結婚後、仕事が忙しいなどの理由から、健史さんから誘ってくることが極端に減っていたため、基本的に誘うのはゆかさんから。そんなある日、健史さんからこんなことを言われたそうです。

「『妊娠のためにセックスをするというのは、自分としてはあまり乗り気になれない』と言われました。実際に、『今日はごめん』と断れることもありました。最後のほうは勃たなくなることもあって、どうやら精神的に追い込まれていたようです」

1年ほどタイミング法を続けましたが、結局うまくいきませんでした。その間、同世代で不妊治療に悩んでいる友だちはおらず、相談できる相手がいなかったため、かなり辛い時期だったと振り返ります。

「20代後半に入って、少しずつ友人も結婚し出しました。すると、ほどなくして妊娠の報告があるんです。『なんでうちはだめなんだろうか』とふさぎ込むこともありましたね」

相談相手として、ゆかさんは自身の母にも頼ったこともありましたが、「子どもができないのは、精神的に子どもだからだ」と嫌味を言われ、ぶつかることも多々あったそうです。

■ 取り組む内容:
1: 不妊治療の体験談で、ゆかさんが1年ほど続けた方法は何か。
2: 不妊治療の体験談を2文で要約してください。
3: 不妊治療の体験談について、最後の文に続く文章を示せ。

■ 演習データ:
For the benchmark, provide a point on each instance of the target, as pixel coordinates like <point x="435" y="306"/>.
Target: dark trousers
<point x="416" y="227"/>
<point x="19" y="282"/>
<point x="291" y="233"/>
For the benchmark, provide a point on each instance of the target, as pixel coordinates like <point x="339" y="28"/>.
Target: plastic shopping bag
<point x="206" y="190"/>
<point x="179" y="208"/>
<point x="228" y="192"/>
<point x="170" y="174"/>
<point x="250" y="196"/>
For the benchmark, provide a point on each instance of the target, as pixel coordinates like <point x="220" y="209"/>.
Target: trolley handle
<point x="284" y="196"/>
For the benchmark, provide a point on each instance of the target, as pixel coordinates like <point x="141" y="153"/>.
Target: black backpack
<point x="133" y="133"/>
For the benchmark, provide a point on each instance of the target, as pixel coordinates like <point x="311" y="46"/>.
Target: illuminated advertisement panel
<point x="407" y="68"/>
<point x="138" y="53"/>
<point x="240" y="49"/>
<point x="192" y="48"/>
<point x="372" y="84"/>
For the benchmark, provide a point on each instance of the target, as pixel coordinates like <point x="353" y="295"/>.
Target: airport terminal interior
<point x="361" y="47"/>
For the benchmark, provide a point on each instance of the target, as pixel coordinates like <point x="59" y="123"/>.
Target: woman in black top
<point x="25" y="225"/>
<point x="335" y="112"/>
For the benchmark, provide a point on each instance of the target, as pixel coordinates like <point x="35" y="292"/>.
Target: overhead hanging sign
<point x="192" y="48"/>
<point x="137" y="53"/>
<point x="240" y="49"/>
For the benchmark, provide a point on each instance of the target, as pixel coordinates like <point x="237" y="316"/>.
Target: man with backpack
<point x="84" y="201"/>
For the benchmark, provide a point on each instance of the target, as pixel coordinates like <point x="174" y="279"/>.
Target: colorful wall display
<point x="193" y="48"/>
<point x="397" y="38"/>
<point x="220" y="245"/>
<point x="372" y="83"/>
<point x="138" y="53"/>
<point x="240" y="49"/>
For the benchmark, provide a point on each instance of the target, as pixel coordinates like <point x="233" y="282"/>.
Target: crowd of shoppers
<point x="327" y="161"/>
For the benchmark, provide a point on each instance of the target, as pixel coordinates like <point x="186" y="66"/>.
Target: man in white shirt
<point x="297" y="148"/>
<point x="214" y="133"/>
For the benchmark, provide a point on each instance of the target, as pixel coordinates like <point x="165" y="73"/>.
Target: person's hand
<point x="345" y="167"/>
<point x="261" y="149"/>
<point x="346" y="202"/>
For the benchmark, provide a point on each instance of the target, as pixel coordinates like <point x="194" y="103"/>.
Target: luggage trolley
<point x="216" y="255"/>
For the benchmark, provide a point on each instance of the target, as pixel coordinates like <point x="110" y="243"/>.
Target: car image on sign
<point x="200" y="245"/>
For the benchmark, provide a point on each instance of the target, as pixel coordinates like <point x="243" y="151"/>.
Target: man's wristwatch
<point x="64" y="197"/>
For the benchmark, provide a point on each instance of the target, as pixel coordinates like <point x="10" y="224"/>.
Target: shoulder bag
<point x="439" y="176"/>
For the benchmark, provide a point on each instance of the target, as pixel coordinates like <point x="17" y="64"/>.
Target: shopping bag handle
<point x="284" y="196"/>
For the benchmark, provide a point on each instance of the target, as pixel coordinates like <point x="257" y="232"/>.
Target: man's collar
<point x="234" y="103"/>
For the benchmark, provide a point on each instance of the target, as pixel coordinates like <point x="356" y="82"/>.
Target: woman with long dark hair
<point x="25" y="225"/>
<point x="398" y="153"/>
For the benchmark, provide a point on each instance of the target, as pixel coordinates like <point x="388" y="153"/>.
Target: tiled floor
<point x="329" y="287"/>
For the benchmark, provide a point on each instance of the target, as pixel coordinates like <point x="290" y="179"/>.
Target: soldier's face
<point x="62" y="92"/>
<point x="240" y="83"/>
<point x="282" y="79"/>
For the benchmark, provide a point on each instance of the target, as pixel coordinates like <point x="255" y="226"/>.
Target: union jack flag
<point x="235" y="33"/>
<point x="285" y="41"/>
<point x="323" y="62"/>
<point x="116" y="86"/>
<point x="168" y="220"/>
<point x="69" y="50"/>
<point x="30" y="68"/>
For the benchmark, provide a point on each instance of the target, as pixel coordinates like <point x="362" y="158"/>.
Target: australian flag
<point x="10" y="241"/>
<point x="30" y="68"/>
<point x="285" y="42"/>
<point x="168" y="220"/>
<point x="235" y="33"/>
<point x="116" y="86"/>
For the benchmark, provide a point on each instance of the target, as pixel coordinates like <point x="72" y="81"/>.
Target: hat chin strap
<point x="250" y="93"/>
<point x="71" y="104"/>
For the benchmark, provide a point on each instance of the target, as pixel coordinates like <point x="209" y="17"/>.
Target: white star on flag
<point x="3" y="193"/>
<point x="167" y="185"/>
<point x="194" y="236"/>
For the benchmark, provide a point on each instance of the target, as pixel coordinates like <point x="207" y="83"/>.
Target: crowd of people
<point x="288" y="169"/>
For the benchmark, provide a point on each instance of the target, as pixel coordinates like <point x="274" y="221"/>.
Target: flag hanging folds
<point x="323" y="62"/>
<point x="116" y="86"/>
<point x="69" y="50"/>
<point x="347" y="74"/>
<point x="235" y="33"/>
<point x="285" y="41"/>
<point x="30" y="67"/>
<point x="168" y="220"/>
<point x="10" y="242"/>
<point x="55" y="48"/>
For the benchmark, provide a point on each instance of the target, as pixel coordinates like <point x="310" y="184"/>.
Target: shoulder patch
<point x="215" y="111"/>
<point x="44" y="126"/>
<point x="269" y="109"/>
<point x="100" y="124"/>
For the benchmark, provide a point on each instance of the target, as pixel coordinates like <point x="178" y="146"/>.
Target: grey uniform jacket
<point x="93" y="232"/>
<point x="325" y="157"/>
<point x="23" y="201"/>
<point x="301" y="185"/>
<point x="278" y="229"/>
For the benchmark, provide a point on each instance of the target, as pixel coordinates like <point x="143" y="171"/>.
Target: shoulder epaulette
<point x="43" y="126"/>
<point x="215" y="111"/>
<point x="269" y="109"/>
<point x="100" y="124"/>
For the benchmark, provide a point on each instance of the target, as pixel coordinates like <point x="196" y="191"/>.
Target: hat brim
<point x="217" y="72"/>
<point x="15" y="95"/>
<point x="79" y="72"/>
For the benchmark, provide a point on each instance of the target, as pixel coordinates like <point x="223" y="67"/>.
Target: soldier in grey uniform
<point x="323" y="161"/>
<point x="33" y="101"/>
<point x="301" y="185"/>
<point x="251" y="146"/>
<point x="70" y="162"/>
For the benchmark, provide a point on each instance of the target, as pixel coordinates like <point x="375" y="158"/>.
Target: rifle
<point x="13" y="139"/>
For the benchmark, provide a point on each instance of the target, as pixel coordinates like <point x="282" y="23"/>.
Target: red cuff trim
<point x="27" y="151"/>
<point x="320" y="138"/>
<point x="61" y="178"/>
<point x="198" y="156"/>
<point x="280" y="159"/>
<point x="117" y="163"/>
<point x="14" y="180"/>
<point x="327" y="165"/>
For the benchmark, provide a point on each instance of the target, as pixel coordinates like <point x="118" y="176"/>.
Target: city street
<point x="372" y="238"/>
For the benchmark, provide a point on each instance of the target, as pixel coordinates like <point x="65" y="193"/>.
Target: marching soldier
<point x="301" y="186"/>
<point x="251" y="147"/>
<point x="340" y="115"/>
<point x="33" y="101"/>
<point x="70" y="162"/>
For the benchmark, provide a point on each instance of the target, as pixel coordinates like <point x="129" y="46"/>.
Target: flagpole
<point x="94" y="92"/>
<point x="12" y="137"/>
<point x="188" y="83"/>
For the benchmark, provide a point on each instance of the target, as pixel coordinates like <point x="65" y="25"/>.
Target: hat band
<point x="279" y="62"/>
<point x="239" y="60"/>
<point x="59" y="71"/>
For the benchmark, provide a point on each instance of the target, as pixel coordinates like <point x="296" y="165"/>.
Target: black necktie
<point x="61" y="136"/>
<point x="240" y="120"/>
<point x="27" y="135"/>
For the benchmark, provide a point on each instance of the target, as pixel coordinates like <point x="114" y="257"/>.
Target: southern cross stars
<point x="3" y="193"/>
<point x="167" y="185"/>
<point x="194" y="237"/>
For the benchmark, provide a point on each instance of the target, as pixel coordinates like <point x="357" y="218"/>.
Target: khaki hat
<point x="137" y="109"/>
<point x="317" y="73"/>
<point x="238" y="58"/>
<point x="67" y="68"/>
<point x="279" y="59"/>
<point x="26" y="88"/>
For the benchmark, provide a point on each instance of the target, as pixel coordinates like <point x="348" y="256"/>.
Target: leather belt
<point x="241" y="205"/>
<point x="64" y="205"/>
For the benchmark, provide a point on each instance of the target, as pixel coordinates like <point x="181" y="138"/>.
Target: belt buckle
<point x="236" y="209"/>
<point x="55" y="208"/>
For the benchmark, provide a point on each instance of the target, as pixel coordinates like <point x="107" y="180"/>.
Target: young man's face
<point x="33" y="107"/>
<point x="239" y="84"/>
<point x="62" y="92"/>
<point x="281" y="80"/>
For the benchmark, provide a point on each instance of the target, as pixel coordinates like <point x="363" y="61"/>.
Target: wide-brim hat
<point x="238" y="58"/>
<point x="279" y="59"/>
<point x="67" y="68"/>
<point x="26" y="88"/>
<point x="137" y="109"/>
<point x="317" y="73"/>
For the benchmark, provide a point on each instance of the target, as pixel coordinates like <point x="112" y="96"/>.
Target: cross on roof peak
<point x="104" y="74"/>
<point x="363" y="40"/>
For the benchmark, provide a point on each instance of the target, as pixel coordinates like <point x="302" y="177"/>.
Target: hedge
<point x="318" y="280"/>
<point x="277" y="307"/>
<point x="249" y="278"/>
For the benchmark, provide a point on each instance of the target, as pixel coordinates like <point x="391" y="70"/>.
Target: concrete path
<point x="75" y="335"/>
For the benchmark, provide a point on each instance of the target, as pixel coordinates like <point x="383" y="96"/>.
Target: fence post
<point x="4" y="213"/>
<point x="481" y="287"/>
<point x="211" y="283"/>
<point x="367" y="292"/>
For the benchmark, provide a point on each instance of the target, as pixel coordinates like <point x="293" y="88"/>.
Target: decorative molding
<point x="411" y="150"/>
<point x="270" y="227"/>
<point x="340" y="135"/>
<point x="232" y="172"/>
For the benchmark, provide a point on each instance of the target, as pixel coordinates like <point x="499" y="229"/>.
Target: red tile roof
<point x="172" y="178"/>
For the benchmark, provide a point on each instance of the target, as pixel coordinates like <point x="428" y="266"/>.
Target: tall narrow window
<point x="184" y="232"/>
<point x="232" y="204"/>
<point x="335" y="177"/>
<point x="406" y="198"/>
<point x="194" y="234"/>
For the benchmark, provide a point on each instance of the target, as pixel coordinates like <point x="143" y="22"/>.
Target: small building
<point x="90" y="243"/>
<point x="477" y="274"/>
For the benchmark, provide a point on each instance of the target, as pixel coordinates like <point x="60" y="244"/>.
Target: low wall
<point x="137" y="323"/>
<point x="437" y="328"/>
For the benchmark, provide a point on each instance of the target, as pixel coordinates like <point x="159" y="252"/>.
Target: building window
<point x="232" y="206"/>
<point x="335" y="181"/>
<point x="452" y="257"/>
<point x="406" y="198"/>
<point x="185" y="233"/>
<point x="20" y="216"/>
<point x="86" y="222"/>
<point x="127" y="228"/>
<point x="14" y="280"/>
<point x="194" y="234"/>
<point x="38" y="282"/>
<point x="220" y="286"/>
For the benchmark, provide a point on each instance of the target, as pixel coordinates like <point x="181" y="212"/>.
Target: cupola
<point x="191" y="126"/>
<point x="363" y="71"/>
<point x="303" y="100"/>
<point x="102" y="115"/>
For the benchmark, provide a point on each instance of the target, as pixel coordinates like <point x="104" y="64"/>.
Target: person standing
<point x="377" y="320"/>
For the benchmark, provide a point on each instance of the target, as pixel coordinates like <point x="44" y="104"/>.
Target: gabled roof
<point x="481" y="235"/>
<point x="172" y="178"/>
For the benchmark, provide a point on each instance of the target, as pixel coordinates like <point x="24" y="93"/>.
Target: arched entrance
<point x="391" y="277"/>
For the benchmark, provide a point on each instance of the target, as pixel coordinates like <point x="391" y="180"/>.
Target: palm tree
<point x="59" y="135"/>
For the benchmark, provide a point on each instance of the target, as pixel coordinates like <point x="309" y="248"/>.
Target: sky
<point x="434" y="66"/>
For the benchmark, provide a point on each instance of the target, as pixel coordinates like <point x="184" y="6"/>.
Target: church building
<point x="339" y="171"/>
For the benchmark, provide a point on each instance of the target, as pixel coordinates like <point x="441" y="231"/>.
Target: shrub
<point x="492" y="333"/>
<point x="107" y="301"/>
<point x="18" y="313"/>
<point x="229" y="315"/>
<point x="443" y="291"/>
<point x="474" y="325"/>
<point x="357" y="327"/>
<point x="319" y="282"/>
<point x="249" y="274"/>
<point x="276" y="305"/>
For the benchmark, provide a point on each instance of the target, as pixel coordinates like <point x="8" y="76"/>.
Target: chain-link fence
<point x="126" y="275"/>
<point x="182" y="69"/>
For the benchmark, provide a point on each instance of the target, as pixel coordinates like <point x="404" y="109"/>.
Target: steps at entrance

■ 各問の解答:
1: タイミング法。

2: 結婚後、ゆかさんは健史さんと1年ほどタイミング法を続けたが、妊娠のためのセックスに乗り気になれない健史さんは精神的に追い込まれ、結局うまくいかなかった。同世代に相談できる友だちもおらず、友人の妊娠報告にふさぎ込み、頼った母からは嫌味を言われてぶつかることも多かった。

3:
とにかく孤独の戦いを強いられる中、インターネットのブログで、女性タレントが不妊治療の様子を綴っているのを見つけ、心の支えになっていたとも言います。

7回の人工授精も失敗。体外受精へと移行した

1年のタイミング法を経て、病院からすすめられた人工授精をすることにしたゆかさん。7回のチャレンジをしましたが、成功することはありませんでした。

「精神的なダメージが大きかったですね。人工授精を行って、生理が来たときの気持ちは、不妊治療をした人じゃないとわからないと思います」

それが何回も続いたので、気持ち的にはギリギリだったと言います。特に、パートとして働いていた時間は気が紛れるものの、帰宅してから帰りが遅い夫を待つ一人のときには、有る事無い事を考えてしまったそうです。

「5回目の人工授精がだめだったときに、先生から体外受精の話が出ました。そのときに具体的な金額の話もあったと記憶しています。夫に相談したら、かなり高額になるし、もう少し人工授精でやってみようということになり、もう2回ほど人工授精を試みました」

しかし、うまくいきませんでした。そこでゆかさんは、体外受精に進む決断をしました。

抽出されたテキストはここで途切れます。